## Text provided
·····

Thursday, 28 April 2011
I had been working on a new album of auraloramas since the Promenade event at the local arts centre (Norden Farm), when I was fortunate enough to work alongside Julie Potter as she went through her yoga routines. It was a tremendously worthwhile event and opened my eyes to possible applications for my soundscaping.
Some of the results of this session can be found on my Youtube page. The event threw up four basic improvisations, which then became Clearing the Mind, Relaxation, Uncertain Start, and Walking Home in my studio over the next couple of months.
I was actually getting into gear with the pieces and was about to start work on others when that old beast called desire stepped in and I decided that I wanted to get a guitar synth. Well, as is so often the way with desire, obstacles throw themselves in front of you in order for you to be absolutely sure that this is what you really want.

·····

## Provided records
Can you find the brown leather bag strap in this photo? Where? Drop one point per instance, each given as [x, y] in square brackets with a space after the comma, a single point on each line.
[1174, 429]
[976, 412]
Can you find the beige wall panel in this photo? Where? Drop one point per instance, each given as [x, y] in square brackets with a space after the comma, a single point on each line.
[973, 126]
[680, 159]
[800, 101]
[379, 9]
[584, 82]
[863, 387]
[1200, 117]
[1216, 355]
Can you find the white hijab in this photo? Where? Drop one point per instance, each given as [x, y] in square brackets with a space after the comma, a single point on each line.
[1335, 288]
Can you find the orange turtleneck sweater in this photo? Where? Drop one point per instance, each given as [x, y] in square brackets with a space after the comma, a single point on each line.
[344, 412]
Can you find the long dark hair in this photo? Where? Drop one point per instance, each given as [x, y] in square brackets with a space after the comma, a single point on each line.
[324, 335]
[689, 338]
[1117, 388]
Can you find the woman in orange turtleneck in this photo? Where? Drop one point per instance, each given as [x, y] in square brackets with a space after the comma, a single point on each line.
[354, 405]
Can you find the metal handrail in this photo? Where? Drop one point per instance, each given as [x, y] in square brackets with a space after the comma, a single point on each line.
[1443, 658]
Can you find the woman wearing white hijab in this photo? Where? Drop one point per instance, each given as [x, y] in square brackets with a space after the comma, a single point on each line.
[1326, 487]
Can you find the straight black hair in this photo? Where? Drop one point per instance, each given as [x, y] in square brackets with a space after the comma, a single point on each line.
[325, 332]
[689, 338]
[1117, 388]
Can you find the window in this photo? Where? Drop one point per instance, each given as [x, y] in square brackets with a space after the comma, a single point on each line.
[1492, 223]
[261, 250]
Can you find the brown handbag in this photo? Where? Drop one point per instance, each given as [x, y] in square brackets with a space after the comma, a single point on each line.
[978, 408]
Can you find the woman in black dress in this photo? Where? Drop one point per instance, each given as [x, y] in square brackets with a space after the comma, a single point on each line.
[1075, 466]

·····

Continue the post above about the auralorama album and the guitar synth, starting right after its last sentence.

Immediately became Christmas, became the New Year, Became February, became March and, finally, in April, I was up and running with the new Roland GR-55 guitar synthesizer – and a jolly fine piece of kit it is, too.
Thus, six months after I started work on the Meditation album, the direction has changed considerably – not to mention the sound. Before I was using a selection of Boss and Digitech pedals to create the pieces, but now I am down to the delay unit, a echo unit and the synth – it has certainly made the floor before me when I play a far tidier space.
While trying to get a handle on the synth, I did what I assume anybody would do and simply went through the patches, making note of what sounded good, often getting distracted by a particularly nice noise and going off on a tangent to see how an idea might develop. At one point I came across a number of brass instrument sounds close together and started noodling with these.
The effect was, I thought, extremely dramatic, so a couple of weeks later I was back in the studio working on the piece. It starts off with some bells and vibes, played quite randomly and then a ‘Dark’ trumpet comes in, followed by a high trumpet. Then a French horn and finally trombone.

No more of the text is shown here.